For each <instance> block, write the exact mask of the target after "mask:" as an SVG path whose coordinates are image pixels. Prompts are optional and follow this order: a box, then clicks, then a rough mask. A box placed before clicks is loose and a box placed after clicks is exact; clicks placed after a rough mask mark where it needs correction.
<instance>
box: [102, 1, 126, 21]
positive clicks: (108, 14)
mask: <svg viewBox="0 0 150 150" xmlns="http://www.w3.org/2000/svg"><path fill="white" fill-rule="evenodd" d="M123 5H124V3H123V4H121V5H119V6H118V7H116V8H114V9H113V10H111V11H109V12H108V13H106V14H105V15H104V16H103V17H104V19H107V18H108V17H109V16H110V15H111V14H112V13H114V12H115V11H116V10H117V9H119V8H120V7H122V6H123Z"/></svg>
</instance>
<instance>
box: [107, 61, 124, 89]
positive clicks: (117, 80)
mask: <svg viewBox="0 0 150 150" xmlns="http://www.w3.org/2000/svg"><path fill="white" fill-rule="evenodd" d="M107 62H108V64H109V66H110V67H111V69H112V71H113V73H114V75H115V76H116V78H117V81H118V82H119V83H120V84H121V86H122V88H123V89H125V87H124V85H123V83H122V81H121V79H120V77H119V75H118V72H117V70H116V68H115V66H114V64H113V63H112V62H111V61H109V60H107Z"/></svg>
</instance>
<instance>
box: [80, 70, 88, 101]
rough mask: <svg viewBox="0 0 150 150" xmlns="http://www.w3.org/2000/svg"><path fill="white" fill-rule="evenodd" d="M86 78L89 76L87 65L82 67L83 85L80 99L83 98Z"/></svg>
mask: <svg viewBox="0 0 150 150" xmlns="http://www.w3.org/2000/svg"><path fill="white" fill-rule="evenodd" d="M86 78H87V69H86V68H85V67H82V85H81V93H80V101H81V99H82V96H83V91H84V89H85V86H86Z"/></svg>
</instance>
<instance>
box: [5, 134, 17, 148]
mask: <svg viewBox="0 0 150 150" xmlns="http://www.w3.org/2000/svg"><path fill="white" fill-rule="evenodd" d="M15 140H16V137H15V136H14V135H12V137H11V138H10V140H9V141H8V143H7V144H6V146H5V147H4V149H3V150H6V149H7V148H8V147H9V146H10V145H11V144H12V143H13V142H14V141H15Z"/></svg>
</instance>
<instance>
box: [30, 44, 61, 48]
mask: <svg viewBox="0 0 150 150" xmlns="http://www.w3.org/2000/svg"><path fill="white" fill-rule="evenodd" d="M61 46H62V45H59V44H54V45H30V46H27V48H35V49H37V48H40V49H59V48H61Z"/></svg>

PROBLEM STATEMENT - The response must be an exact reproduction of all the entries.

YOUR RESPONSE -
For each <instance> block, write the exact mask of the target after "mask:" as an SVG path whose coordinates are image pixels. Prompts are optional and follow this order: a box, then clicks, then a rough mask. A box placed before clicks is loose and a box placed after clicks is exact; clicks placed after a rough mask mark where it needs correction.
<instance>
box: [102, 1, 126, 21]
positive clicks: (108, 14)
mask: <svg viewBox="0 0 150 150" xmlns="http://www.w3.org/2000/svg"><path fill="white" fill-rule="evenodd" d="M123 5H124V3H123V4H121V5H119V6H118V7H116V8H114V9H113V10H111V11H109V12H108V13H106V14H105V15H104V16H103V17H104V19H107V18H108V17H109V16H110V15H111V14H112V13H114V12H115V11H116V10H117V9H119V8H120V7H122V6H123Z"/></svg>
</instance>
<instance>
box: [107, 61, 124, 89]
positive clicks: (117, 80)
mask: <svg viewBox="0 0 150 150" xmlns="http://www.w3.org/2000/svg"><path fill="white" fill-rule="evenodd" d="M107 62H108V64H109V66H110V67H111V69H112V71H113V73H114V75H115V76H116V78H117V81H118V82H119V83H120V84H121V86H122V88H123V89H125V87H124V85H123V83H122V81H121V79H120V77H119V75H118V72H117V70H116V68H115V66H114V64H113V63H112V62H111V61H109V60H107Z"/></svg>
</instance>
<instance>
box: [80, 70, 88, 101]
rough mask: <svg viewBox="0 0 150 150" xmlns="http://www.w3.org/2000/svg"><path fill="white" fill-rule="evenodd" d="M86 78L89 76L87 65L82 67L83 85L80 99L83 98Z"/></svg>
mask: <svg viewBox="0 0 150 150" xmlns="http://www.w3.org/2000/svg"><path fill="white" fill-rule="evenodd" d="M86 78H87V69H86V68H85V67H82V85H81V93H80V101H81V99H82V96H83V91H84V89H85V86H86Z"/></svg>
</instance>
<instance>
box: [5, 134, 17, 148]
mask: <svg viewBox="0 0 150 150" xmlns="http://www.w3.org/2000/svg"><path fill="white" fill-rule="evenodd" d="M15 140H16V137H15V136H14V135H12V137H11V138H10V140H9V141H8V143H7V144H6V146H5V147H4V149H3V150H6V149H7V148H8V147H9V146H10V145H11V144H12V143H13V142H14V141H15Z"/></svg>
</instance>
<instance>
box: [30, 44, 61, 48]
mask: <svg viewBox="0 0 150 150" xmlns="http://www.w3.org/2000/svg"><path fill="white" fill-rule="evenodd" d="M61 46H62V45H59V44H54V45H30V46H27V48H35V49H37V48H40V49H59V48H61Z"/></svg>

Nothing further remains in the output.